____ Extracted entries
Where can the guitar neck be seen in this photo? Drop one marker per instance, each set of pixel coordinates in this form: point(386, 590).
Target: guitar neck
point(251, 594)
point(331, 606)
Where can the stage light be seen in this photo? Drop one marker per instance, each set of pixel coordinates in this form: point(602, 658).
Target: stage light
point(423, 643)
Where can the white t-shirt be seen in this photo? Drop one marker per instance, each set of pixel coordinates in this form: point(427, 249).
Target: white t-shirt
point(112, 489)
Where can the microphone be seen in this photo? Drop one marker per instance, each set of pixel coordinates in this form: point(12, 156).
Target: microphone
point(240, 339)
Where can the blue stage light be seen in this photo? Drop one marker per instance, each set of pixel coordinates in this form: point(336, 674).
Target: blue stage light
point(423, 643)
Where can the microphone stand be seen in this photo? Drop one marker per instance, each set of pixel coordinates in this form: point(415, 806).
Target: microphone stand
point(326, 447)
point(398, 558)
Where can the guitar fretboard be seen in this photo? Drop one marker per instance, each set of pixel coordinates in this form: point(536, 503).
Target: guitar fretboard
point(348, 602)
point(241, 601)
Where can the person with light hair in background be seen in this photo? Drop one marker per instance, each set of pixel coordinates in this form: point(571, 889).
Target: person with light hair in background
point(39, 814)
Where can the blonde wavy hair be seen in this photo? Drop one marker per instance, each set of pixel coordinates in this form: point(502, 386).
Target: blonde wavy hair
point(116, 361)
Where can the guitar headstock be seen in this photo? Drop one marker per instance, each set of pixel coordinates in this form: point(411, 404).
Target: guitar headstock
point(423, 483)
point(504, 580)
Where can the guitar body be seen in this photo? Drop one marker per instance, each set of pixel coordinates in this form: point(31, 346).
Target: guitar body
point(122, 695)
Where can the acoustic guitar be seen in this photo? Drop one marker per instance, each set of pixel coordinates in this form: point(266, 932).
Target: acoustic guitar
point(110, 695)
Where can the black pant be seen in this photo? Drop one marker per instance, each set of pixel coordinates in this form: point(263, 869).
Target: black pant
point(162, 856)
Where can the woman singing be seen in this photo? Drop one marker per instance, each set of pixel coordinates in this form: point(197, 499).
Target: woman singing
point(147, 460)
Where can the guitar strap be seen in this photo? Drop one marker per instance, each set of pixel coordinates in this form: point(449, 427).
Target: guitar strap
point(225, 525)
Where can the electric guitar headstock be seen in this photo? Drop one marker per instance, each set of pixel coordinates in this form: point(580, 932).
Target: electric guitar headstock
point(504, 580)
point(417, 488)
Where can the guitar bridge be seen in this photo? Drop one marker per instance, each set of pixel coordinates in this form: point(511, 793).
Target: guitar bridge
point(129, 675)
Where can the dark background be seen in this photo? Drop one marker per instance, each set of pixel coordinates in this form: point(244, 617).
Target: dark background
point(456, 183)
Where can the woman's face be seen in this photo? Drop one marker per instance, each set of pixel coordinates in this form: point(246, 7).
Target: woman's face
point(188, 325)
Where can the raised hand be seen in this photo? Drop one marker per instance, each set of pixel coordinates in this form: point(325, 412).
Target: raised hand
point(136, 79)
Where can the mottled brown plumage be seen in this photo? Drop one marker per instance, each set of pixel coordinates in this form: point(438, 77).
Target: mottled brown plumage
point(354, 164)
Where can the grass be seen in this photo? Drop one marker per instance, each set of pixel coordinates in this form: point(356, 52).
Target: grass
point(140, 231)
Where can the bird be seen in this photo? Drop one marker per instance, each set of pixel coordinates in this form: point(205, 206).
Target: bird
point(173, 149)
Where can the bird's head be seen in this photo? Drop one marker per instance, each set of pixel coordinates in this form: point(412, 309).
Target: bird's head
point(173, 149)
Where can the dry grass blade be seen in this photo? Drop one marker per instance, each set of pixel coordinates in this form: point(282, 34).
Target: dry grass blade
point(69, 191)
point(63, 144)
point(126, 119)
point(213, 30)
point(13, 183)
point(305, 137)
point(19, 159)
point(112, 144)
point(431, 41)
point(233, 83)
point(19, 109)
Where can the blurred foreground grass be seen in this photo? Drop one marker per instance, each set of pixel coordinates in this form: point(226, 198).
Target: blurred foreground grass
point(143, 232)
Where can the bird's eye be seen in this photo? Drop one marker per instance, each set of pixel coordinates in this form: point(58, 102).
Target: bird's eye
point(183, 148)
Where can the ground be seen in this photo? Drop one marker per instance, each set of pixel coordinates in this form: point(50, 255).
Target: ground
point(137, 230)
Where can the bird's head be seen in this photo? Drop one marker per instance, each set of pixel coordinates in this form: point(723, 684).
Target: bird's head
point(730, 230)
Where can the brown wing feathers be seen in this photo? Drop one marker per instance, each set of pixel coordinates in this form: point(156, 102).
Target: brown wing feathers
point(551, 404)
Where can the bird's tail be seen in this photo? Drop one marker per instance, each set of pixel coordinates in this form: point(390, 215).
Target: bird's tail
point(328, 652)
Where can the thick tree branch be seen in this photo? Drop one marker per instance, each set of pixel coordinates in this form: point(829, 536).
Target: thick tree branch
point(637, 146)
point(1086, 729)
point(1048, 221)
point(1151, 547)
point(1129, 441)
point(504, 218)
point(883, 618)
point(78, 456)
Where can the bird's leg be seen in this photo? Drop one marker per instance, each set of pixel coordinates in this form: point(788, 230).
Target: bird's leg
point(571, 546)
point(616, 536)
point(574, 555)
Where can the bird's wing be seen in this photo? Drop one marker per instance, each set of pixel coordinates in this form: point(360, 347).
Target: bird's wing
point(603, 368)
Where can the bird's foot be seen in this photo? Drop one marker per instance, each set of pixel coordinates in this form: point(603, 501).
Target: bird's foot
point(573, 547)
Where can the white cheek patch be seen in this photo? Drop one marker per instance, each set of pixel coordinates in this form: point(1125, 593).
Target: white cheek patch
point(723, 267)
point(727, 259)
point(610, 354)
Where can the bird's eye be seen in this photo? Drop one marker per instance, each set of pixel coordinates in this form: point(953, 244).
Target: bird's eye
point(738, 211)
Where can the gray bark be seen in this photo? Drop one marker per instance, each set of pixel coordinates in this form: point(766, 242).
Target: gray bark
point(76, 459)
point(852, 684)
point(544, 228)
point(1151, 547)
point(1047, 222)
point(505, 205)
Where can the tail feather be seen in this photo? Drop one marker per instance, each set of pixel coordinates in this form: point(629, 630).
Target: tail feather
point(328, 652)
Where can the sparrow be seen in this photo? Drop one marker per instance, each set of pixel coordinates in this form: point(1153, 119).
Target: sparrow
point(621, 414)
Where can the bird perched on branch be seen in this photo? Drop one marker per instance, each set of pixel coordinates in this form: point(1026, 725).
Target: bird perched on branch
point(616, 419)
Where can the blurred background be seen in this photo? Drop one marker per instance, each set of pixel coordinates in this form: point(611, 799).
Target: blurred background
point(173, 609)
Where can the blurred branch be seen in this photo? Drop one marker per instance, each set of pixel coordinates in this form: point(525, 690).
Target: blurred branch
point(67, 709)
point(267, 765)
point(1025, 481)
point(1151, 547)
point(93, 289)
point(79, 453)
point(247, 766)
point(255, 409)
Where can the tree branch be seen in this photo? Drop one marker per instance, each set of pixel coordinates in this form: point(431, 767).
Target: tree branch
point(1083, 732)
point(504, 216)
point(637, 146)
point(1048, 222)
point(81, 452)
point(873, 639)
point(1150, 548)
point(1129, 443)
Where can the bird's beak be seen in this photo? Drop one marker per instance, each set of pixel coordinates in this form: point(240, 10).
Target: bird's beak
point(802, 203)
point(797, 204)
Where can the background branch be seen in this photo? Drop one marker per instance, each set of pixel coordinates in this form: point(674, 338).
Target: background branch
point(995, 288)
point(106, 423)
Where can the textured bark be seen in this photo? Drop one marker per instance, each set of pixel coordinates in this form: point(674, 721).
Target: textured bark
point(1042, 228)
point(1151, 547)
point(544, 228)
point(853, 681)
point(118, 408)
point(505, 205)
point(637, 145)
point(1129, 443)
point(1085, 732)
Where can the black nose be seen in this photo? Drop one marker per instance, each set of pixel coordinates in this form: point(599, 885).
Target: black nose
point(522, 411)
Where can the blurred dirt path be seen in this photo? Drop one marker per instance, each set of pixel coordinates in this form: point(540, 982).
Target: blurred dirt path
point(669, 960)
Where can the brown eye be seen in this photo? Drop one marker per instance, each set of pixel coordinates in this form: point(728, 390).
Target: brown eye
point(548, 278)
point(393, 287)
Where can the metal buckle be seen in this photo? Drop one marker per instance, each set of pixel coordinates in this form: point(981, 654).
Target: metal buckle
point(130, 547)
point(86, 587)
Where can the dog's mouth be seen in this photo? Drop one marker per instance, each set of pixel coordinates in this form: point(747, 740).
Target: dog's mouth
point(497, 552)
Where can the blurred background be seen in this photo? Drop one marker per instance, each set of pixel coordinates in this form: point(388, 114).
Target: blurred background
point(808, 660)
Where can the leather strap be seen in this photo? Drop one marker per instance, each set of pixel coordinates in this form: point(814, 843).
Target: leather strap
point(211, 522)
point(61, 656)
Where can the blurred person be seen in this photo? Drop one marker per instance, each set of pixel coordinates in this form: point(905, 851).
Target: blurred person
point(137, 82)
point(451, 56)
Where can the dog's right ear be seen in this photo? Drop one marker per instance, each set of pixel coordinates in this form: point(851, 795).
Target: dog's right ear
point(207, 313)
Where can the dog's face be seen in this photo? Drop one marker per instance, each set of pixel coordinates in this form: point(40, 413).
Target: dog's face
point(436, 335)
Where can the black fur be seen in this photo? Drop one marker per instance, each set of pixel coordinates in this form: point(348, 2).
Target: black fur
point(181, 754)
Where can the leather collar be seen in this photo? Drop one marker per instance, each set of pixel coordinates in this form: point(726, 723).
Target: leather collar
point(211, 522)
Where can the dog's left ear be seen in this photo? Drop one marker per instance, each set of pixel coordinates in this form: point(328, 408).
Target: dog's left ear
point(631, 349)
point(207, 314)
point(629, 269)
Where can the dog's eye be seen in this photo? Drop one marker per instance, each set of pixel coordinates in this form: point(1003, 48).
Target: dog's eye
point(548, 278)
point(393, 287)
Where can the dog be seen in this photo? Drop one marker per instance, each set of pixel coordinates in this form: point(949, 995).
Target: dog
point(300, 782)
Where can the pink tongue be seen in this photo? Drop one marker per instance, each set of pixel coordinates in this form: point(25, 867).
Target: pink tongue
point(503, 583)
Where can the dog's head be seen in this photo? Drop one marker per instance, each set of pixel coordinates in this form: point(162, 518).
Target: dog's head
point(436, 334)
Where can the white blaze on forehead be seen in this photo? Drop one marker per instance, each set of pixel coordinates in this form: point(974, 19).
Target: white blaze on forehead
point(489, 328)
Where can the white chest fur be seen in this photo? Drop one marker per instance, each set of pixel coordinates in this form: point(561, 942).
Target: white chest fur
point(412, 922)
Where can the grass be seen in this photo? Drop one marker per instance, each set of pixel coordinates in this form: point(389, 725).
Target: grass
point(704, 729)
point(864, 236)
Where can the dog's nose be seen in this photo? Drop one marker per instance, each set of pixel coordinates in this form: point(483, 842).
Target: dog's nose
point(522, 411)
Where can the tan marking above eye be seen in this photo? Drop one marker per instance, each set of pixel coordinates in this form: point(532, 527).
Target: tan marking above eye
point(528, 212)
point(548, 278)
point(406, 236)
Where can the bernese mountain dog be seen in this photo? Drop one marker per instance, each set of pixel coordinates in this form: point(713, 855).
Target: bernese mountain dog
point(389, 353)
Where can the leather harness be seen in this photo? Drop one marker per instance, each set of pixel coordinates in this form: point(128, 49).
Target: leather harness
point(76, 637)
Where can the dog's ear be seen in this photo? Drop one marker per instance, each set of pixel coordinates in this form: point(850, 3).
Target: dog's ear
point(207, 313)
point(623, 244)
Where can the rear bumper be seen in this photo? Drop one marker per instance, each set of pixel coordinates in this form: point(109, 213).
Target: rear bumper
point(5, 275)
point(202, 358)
________
• **Exercise objective**
Copy the lines above verbatim, from the line with "Where can the stage" to the line with "point(39, 814)", including both of those lines.

• **Written answer**
Where can the stage light be seen in this photo? Drop one marker per instance, each set of pixel coordinates in this form: point(602, 658).
Target: stage light
point(423, 643)
Where can the white t-shirt be seen in this photo? Drop one marker per instance, each set of pixel coordinates in this form: point(427, 249).
Target: white t-shirt
point(112, 489)
Where can the microphone be seen in this photo? Drop one marker per instance, each set of pixel coordinates in this form: point(12, 156).
Target: microphone
point(240, 339)
Where can the blue stage light be seen in this photo? Drop one marker per instance, each set of pixel coordinates in this form: point(336, 674).
Target: blue stage light
point(423, 643)
Where can the microphone stand be seen in this photo? Drop one marker per instance, each set of pixel coordinates in this form: point(415, 806).
Target: microphone stand
point(326, 447)
point(398, 558)
Where can the guitar fretboard be seen in this photo? Drop one marker per instance, each set of pixel coordinates in this form: point(536, 503).
Target: guitar fretboard
point(348, 602)
point(241, 601)
Where can the person with light hair in background be seen in this photo? Drop one marker per instance, each set of pixel coordinates in this form: point(571, 889).
Target: person with light hair in background
point(39, 814)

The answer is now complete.